◆ Aufgabenstellung:
Schreibe den Textauszug über die Wiedergeburt in Kāmalōka und die Bindungen an Sansara vollständig und wortgetreu ab.

Stoppen von Wiedergeburt in Kāmalōka
17. Sobald man Kāmarāga und Paṭigha vollständig überwindet und zum Anāgāmi wird, ist man frei von Wiedergeburt in Kāmalōka (unterste 11 Reiche).
- Nur dann kann man sagen, dass man wirklich gesund wird (frei von Krankheit). Man löst sich zukünftig damit auch von den drei Sinnen: Geruch, Geschmack, körperliche Berührung.
- Als Sakadāgami wird man nicht mehr im Menschenreich wiedergeboren und man ist damit auch frei von Krankheit.
- Bedingung für Sakadāgami ist die Reduzierung von Kāmarāga und Paṭigha. Geburten sind dann nur in Dēva-Reichen von Kāmalōka möglich. Auf dieser Stufe hat man den Wunsch verloren, Objekte zu besitzen, die Sinnesfreuden bringen (vatthu kāma). Aber der Drang nach Sinnesfreuden wäre zumindest teilweise noch vorhanden.
Brechen der Bindungen an Rūpalōka und Arūpalōka
18. Ein Anāgāmi ist mit fünf weitere Bindungen bzw. Samyōjana an Sansara gebunden: rūpa rāga, arūpa rāga, māna, uddacca, avijjā.
- Die ersten fünf Samyōjana werden ōrambhāgiya-samyōjana bzw. „niedere Bindungen“ genannt. Die anderen fünf Fesseln werden uddhambhāgiya-samyōjana oder „höhere Bindungen“ genannt.

◆ Auflistung:
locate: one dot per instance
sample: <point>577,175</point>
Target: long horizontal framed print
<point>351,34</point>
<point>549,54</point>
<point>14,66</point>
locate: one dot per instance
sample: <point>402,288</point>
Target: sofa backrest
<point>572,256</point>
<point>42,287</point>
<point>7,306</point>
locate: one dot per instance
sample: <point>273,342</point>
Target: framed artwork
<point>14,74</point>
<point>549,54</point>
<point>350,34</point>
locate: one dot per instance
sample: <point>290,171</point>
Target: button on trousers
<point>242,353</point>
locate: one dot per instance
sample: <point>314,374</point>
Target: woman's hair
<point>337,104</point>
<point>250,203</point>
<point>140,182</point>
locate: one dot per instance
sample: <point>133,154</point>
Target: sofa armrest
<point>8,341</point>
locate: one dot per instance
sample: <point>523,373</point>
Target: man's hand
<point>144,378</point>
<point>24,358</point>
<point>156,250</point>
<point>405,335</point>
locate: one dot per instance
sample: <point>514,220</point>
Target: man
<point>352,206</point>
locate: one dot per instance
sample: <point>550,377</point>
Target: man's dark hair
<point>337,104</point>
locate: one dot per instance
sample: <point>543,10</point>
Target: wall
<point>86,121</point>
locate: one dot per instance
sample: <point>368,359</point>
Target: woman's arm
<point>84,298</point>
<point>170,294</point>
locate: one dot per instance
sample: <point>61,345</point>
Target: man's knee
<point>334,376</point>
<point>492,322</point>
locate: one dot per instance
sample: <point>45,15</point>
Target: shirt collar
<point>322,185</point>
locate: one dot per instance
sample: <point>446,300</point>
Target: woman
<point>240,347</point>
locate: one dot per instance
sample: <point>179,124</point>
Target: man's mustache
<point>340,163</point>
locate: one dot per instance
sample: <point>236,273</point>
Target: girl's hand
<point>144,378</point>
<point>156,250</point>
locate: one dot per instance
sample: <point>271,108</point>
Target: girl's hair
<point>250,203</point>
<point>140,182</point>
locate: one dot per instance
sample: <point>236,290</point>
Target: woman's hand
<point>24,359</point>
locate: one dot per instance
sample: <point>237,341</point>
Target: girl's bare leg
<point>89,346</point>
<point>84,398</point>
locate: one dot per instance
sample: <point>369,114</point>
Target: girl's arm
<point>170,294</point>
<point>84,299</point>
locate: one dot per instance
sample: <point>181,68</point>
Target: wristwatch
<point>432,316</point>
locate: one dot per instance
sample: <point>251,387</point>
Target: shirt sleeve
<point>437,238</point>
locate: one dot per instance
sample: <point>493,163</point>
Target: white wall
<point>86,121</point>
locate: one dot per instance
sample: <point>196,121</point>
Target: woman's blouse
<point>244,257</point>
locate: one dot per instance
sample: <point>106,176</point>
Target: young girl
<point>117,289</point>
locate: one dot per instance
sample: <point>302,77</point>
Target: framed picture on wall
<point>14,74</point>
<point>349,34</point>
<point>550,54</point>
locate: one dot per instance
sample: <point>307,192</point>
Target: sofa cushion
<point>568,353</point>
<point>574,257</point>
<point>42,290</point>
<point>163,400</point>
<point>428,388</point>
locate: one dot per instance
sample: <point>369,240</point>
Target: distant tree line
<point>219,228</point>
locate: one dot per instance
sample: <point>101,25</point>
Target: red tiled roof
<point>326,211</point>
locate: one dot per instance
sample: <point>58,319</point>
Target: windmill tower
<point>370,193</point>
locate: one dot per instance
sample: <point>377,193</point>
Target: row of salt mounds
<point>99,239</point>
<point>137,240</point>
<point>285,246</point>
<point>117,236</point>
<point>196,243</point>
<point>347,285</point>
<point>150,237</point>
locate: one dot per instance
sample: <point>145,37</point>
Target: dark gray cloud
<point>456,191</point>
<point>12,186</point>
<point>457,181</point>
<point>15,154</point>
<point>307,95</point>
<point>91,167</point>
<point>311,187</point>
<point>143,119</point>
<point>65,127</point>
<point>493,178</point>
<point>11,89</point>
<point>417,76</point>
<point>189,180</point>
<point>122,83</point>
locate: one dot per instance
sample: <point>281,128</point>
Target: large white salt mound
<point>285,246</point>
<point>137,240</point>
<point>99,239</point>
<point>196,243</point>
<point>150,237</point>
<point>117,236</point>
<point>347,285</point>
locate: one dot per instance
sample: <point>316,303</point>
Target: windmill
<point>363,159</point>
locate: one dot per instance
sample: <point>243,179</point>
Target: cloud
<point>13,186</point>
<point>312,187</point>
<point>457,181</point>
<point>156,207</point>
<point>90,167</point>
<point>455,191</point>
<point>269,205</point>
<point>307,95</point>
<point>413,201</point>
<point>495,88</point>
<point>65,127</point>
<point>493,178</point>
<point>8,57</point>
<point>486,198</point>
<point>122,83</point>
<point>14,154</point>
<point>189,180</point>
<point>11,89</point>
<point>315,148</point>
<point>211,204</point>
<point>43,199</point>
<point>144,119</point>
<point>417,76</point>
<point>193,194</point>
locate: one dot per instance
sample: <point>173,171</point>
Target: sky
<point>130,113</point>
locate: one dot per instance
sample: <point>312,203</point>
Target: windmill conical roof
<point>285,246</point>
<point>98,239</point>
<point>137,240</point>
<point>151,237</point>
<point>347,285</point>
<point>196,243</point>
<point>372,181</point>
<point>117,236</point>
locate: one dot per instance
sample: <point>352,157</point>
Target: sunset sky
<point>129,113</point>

◆ Antwort:
Stoppen von Wiedergeburt in Kāmalōka
17. Sobald man Kāmarāga und Paṭigha vollständig überwindet und zum Anāgāmi wird, ist man frei von Wiedergeburt in Kāmalōka (unterste 11 Reiche).
- Nur dann kann man sagen, dass man wirklich gesund wird (frei von Krankheit). Man löst sich zukünftig damit auch von den drei Sinnen: Geruch, Geschmack, körperliche Berührung.
- Als Sakadāgami wird man nicht mehr im Menschenreich wiedergeboren und man ist damit auch frei von Krankheit.
- Bedingung für Sakadāgami ist die Reduzierung von Kāmarāga und Paṭigha. Geburten sind dann nur in Dēva-Reichen von Kāmalōka möglich. Auf dieser Stufe hat man den Wunsch verloren, Objekte zu besitzen, die Sinnesfreuden bringen (vatthu kāma). Aber der Drang nach Sinnesfreuden wäre zumindest teilweise noch vorhanden.
Brechen der Bindungen an Rūpalōka und Arūpalōka
18. Ein Anāgāmi ist mit fünf weitere Bindungen bzw. Samyōjana an Sansara gebunden: rūpa rāga, arūpa rāga, māna, uddacca, avijjā.
- Die ersten fünf Samyōjana werden ōrambhāgiya-samyōjana bzw. „niedere Bindungen“ genannt. Die anderen fünf Fesseln werden uddhambhāgiya-samyōjana oder „höhere Bindungen“ genannt.